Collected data
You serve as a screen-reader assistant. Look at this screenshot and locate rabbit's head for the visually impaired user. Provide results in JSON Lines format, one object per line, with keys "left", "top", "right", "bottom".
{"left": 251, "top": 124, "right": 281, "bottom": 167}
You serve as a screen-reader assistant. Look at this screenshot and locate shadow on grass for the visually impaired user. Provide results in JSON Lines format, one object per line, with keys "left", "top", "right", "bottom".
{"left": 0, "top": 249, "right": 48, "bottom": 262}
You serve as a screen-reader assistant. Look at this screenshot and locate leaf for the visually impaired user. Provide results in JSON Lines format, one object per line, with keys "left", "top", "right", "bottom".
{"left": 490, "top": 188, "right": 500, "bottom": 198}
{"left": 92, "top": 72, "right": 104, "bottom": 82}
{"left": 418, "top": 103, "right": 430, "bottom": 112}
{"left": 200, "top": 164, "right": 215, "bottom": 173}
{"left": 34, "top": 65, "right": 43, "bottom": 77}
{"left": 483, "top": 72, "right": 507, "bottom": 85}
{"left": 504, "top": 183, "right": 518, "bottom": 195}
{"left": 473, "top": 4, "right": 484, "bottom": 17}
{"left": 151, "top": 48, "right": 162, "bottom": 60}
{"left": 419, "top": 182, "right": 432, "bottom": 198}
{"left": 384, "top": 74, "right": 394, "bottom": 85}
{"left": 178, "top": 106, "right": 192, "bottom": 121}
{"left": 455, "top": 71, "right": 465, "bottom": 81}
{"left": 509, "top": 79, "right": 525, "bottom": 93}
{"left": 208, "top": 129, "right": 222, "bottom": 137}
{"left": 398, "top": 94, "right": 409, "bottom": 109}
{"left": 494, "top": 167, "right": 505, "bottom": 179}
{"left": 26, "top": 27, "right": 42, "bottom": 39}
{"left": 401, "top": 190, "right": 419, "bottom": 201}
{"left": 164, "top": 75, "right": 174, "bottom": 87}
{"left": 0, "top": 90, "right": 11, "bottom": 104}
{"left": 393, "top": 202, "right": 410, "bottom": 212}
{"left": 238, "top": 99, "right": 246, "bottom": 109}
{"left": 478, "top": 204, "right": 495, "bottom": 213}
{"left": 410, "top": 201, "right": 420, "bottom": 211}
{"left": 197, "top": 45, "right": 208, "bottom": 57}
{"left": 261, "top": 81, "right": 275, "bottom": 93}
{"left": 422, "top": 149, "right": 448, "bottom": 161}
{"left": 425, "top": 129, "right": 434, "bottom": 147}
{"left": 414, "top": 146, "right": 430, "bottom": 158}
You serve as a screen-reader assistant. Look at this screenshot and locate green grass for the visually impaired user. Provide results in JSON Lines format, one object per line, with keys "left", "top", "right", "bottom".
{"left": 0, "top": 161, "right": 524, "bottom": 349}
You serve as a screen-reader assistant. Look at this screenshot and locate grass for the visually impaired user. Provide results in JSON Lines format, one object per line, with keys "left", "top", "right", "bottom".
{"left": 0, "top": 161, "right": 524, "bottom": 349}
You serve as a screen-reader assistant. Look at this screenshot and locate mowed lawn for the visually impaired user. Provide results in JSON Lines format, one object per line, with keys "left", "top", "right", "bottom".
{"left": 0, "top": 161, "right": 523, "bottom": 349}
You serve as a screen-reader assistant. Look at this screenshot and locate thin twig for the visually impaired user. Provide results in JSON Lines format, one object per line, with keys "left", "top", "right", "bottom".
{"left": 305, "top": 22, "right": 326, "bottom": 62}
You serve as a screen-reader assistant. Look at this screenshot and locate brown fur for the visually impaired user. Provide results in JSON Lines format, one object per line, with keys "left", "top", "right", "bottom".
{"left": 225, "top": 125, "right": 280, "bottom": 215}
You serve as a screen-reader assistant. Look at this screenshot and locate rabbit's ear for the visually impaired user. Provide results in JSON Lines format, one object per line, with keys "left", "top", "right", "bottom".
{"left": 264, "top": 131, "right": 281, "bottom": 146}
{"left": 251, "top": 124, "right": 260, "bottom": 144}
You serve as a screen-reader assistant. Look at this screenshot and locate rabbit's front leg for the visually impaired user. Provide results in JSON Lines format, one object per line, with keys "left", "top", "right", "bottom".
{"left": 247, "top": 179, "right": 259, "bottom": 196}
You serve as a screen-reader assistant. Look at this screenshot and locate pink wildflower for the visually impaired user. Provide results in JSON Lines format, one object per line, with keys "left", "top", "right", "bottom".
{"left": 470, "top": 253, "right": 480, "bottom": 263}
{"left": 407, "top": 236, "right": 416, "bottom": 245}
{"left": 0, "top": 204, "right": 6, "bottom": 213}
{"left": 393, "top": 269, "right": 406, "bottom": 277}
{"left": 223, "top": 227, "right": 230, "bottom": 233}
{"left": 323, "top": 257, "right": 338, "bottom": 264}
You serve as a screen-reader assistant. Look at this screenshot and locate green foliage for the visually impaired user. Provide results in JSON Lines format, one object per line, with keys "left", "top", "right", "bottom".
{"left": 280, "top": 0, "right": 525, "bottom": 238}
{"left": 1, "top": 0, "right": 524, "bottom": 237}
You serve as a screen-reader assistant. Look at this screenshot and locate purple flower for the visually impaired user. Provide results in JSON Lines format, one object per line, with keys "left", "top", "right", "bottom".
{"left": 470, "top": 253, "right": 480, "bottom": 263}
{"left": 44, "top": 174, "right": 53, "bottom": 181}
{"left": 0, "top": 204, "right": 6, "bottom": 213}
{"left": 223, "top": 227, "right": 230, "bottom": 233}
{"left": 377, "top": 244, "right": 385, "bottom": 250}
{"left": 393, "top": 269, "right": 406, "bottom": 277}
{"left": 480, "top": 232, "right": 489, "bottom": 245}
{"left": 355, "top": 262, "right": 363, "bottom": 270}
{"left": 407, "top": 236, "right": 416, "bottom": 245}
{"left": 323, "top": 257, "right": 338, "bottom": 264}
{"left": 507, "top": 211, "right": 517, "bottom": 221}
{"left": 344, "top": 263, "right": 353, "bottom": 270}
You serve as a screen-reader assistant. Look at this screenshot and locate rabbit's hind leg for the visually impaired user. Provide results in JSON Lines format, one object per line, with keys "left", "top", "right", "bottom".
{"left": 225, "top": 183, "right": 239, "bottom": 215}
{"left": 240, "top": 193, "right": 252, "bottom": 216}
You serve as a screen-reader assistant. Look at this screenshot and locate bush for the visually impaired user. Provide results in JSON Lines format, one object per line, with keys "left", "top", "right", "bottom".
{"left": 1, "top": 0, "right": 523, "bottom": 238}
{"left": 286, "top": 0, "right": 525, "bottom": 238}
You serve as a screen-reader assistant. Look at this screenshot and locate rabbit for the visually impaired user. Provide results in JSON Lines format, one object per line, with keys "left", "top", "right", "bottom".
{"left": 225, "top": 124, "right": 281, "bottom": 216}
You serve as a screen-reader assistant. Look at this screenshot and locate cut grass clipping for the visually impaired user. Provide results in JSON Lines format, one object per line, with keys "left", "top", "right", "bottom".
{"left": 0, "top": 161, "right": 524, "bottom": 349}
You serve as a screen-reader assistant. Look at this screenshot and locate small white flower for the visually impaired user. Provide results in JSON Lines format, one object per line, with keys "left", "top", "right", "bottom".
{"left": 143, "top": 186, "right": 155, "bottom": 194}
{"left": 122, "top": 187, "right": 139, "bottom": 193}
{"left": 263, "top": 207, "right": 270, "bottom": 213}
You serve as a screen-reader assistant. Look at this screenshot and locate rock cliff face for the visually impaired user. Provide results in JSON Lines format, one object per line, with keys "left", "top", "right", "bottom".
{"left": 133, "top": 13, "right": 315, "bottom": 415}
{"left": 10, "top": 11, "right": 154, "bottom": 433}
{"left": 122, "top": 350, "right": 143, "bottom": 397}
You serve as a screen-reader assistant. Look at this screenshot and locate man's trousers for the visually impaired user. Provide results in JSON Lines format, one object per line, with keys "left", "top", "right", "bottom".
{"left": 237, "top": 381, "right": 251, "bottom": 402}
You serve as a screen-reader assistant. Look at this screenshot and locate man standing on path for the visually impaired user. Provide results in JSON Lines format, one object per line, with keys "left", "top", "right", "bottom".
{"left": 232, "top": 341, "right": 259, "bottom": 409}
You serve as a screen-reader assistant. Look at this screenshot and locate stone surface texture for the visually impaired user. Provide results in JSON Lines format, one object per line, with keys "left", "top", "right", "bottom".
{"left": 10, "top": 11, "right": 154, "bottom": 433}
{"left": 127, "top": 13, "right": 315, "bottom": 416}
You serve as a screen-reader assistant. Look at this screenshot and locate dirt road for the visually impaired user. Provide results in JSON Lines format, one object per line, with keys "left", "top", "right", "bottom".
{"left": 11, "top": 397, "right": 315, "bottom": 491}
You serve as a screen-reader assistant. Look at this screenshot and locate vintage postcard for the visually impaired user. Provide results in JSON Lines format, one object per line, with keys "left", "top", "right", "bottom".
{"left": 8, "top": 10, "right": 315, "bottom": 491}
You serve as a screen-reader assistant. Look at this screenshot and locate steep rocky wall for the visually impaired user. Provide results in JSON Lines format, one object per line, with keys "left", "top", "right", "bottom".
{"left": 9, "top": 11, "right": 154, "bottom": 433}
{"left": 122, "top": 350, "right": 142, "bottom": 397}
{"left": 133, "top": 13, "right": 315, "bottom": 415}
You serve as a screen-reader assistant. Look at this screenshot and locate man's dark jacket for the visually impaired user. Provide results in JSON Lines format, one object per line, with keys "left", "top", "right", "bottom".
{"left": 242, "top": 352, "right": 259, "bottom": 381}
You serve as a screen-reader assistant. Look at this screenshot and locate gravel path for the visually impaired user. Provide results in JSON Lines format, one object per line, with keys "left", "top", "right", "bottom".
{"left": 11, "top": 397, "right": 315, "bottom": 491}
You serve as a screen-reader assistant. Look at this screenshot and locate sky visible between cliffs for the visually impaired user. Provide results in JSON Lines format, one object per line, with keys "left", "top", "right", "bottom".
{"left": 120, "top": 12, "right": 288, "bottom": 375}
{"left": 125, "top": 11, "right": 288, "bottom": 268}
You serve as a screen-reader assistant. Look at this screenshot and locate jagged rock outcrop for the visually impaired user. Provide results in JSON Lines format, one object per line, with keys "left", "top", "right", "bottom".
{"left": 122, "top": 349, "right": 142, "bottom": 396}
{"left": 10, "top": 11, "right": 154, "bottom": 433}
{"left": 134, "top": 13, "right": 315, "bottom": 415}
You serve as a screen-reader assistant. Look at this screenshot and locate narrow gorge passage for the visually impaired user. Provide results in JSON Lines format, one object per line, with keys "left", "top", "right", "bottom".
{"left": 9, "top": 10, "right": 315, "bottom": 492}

What the exercise asks: Give back exactly the lines from the line containing "and locate sky" to the end of the entries, and no other lines.

Task result:
You serve as a screen-reader assistant. Look at this screenshot and locate sky visible between cliffs for the visually impaired user. Provide results in JSON Lines format, one object per line, with keys "left", "top", "right", "bottom".
{"left": 120, "top": 12, "right": 288, "bottom": 375}
{"left": 125, "top": 11, "right": 288, "bottom": 268}
You serve as a screen-reader assistant. Look at this screenshot and locate jagged rock outcrop for the visually impaired user. Provide results in JSON Lines format, one object per line, with keys "left", "top", "right", "bottom".
{"left": 122, "top": 349, "right": 142, "bottom": 396}
{"left": 10, "top": 11, "right": 154, "bottom": 433}
{"left": 134, "top": 13, "right": 315, "bottom": 415}
You serve as a screen-reader assistant. Look at this screenshot and locate narrow gorge passage for the visually impaired user. Provide results in JSON Lines format, one object per line, with keys "left", "top", "right", "bottom".
{"left": 9, "top": 10, "right": 315, "bottom": 492}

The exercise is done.